**Page extract**
+ + + +

Development, Part 2
The Housing Question
Thanks to his book, “The
Condition of the Working Class in England”, Frederick Engels is,
among many other things, considered to be the father of modern urban studies
and town planning.
Therefore one might approach another of
his books, “The Housing Question”
(part of it is attached) expecting answers to that same housing question. One
might hope for instructions about what to build. One might expect sermons about
“delivery”, or even model house-plans. Instead, one finds severe polemic
about very fundamental issues of class struggle. Why is this?
It may help to first examine what polemic is. Engels begins the
attached text with references to his opponent Mulberger, who had complained
that Engels had been blunt to the point of rudeness. Engels concedes little
more than sarcasm:
“I am not going to
quarrel with friend Mulberger about the ‘tone’ of my criticism. When one has
been so long in the movement as I have, one develops a fairly thick skin
against attacks, and therefore one easily presumes also the existence of the
same in others. In order to compensate Mulberger I shall try this time to bring
my ‘tone’ into the right relation to the sensitiveness of his epidermis.”
But later, admitting that he had
misrepresented Mulberger on a particular (quite small) point, Engels lambastes
himself as “irresponsible”.
“This time Mulberger
is really right. I overlooked the passage in question. It was irresponsible of
me to overlook it…”
The rules of polemic are roughly these: It
is done in writing. It is always against another named individual’s writing. It
is direct and frank and pays little regard for bourgeois squeamishness; on the
other hand, it pays the utmost respect to the meaning of the opponent’s words.
Opponents in polemic never misrepresent each other. Everything is permissible,
except misrepresention.
Development is class struggle
After his remarks about “Mulberger”,
Engels goes straight into a long paragraph (the second half of page 1, going
over to page 2) that contains a summary of theory and practice, vanguard and
mass, from the 1840s up until his point of writing, just one year after the
fall of the Paris Commune. The paragraph mentions “the necessity of the political
action of the proletariat and of the dictatorship
of the proletariat as the transitional stage to the abolition of classes
and with them of the state.”

+ + + +

**Exercises**
**a.** Using the page on Engels and "The Housing Question," answer each item:
(i) Which Engels book is credited with making him the father of modern urban studies?
(ii) Which opponent does Engels name at the start of the attached text?
(iii) What word does Engels use for himself after admitting he misrepresented that opponent?
**b.** From the page on Engels and "The Housing Question," write out the passage starting at "The rules of" and ending at "the opponent’s words.".
**c.** Extend the page on Engels and "The Housing Question" from the point where it stops.
The material after this text was drawn from a separate source.

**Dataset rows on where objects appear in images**

+ + + +

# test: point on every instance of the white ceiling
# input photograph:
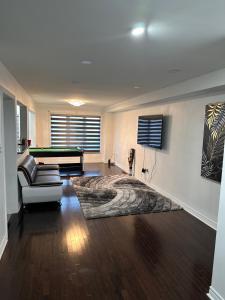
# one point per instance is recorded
(42, 43)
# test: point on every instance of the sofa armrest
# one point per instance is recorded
(47, 184)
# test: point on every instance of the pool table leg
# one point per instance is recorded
(82, 163)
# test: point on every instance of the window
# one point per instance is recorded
(76, 131)
(32, 128)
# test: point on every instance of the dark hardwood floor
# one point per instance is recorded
(53, 253)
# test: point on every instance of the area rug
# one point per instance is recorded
(118, 195)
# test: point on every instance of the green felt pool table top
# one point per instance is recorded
(54, 149)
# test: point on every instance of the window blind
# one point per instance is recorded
(150, 131)
(76, 131)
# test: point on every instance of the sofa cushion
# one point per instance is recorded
(48, 167)
(28, 166)
(47, 172)
(47, 180)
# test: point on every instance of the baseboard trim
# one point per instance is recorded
(3, 245)
(211, 223)
(214, 295)
(187, 208)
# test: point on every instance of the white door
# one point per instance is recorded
(3, 213)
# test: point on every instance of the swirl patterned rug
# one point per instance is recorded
(118, 195)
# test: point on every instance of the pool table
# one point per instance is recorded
(61, 152)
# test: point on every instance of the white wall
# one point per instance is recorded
(10, 143)
(217, 289)
(8, 85)
(43, 123)
(178, 165)
(3, 213)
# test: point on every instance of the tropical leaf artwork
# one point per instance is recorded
(213, 141)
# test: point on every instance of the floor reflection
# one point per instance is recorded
(76, 240)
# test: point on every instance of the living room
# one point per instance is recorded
(111, 150)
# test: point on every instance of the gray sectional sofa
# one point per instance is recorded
(39, 183)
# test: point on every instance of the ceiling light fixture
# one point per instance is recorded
(138, 30)
(75, 102)
(86, 62)
(174, 71)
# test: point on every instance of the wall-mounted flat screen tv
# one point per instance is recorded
(150, 131)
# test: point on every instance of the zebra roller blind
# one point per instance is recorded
(76, 131)
(150, 131)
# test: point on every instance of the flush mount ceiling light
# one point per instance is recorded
(174, 71)
(86, 62)
(138, 30)
(75, 102)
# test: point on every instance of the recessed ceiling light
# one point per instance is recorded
(86, 62)
(75, 102)
(173, 71)
(138, 30)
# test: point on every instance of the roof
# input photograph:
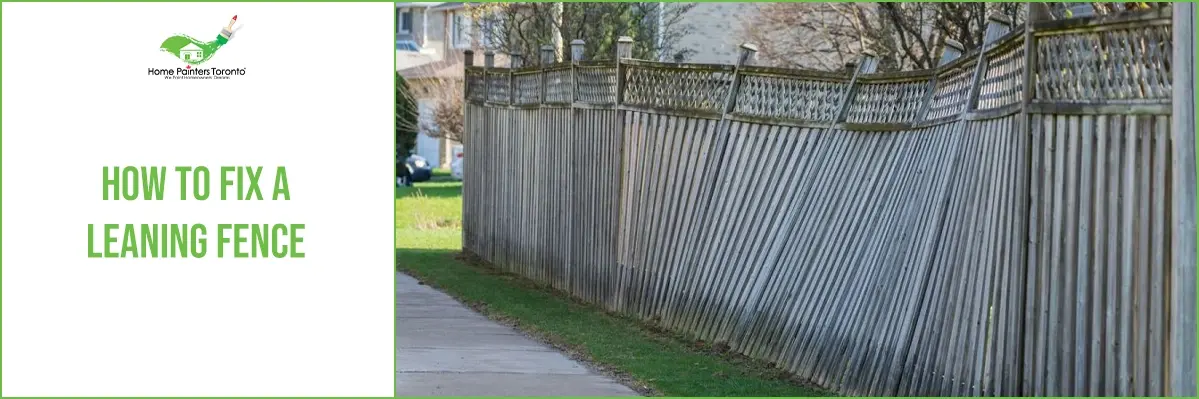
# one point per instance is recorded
(417, 5)
(449, 6)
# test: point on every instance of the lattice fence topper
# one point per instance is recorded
(475, 89)
(952, 89)
(558, 84)
(526, 83)
(889, 98)
(770, 92)
(498, 85)
(697, 88)
(1002, 84)
(1115, 62)
(596, 83)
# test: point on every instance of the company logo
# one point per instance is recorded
(193, 53)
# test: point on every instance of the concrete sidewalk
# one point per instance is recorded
(446, 349)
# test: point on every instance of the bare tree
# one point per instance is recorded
(525, 26)
(904, 35)
(447, 114)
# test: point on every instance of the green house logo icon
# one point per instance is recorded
(196, 52)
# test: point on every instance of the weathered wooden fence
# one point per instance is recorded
(1016, 222)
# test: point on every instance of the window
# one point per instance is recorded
(488, 29)
(461, 30)
(405, 20)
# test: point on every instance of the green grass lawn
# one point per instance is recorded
(428, 242)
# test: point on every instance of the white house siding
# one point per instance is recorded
(714, 29)
(427, 146)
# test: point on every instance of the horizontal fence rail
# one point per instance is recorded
(1005, 224)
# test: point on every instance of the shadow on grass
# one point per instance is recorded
(643, 356)
(432, 189)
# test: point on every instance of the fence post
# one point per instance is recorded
(868, 65)
(624, 50)
(516, 60)
(547, 58)
(747, 52)
(1182, 274)
(468, 60)
(488, 64)
(996, 26)
(952, 50)
(1037, 12)
(576, 56)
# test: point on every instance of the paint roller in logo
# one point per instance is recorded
(194, 52)
(227, 32)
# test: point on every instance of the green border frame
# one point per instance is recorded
(392, 146)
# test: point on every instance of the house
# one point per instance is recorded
(429, 42)
(431, 38)
(191, 53)
(709, 32)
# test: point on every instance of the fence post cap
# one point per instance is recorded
(1000, 18)
(955, 44)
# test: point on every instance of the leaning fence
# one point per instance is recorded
(1016, 222)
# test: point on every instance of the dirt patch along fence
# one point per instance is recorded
(1016, 222)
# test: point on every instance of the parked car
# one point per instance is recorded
(456, 165)
(419, 168)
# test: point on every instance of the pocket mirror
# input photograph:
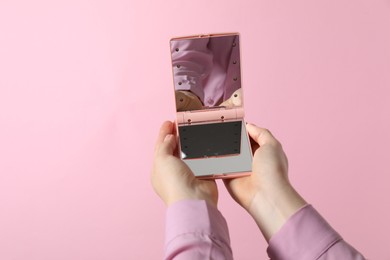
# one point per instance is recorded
(212, 136)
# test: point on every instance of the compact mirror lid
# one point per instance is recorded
(206, 71)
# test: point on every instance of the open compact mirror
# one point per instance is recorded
(212, 136)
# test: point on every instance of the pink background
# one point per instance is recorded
(84, 86)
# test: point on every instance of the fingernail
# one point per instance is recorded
(168, 138)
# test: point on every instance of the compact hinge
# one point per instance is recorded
(210, 115)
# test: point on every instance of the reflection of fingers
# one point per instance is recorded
(168, 145)
(260, 135)
(166, 129)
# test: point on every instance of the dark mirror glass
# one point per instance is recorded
(210, 140)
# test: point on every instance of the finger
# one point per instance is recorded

+ + + +

**Responses to the exercise**
**a.**
(i) "The Condition of the Working Class in England"
(ii) Mulberger
(iii) "irresponsible"

**b.**
The rules of polemic are roughly these: It
is done in writing. It is always against another named individual’s writing. It
is direct and frank and pays little regard for bourgeois squeamishness; on the
other hand, it pays the utmost respect to the meaning of the opponent’s words.

**c.**
This is the Communist Manifesto all over
again. So, we can ask, why does Engels “go to town” to this extent? Is this not
merely “housing” we are talking about? Is not housing something that everybody
needs? Classless, surely? A win-win situation? Motherhood and apple-pie?
Engels says: NO! Engels says: the class
struggle is here.
What we can read in Mulberger, through
Engels’ eyes, is the petty-bourgeois (and full bourgeois) greed for this
Housing Question as a means, or a tool, for reproducing petty-bourgeois
consciousness, and this is just exactly how the post-1994 South African
Government started dealing with the housing question. Yes, there should be lots
of houses, it said in effect, but they must be petty-bourgeois-style houses,
both in physical type, and in form of ownership.
The argument about housing is an argument
about the reproduction of capitalism. It is an argument about the continuation
of the ascendancy of bourgeois values over those of the working-class. For the
bourgeoisie, the creation of a dwelling is an opportunity to invest that house
with peasant-like values of individuality, and with petty-bourgeois ideas of
“entrepreneurship”, and to regulate and control the people, according to these
values.
Everything that happened in “housing”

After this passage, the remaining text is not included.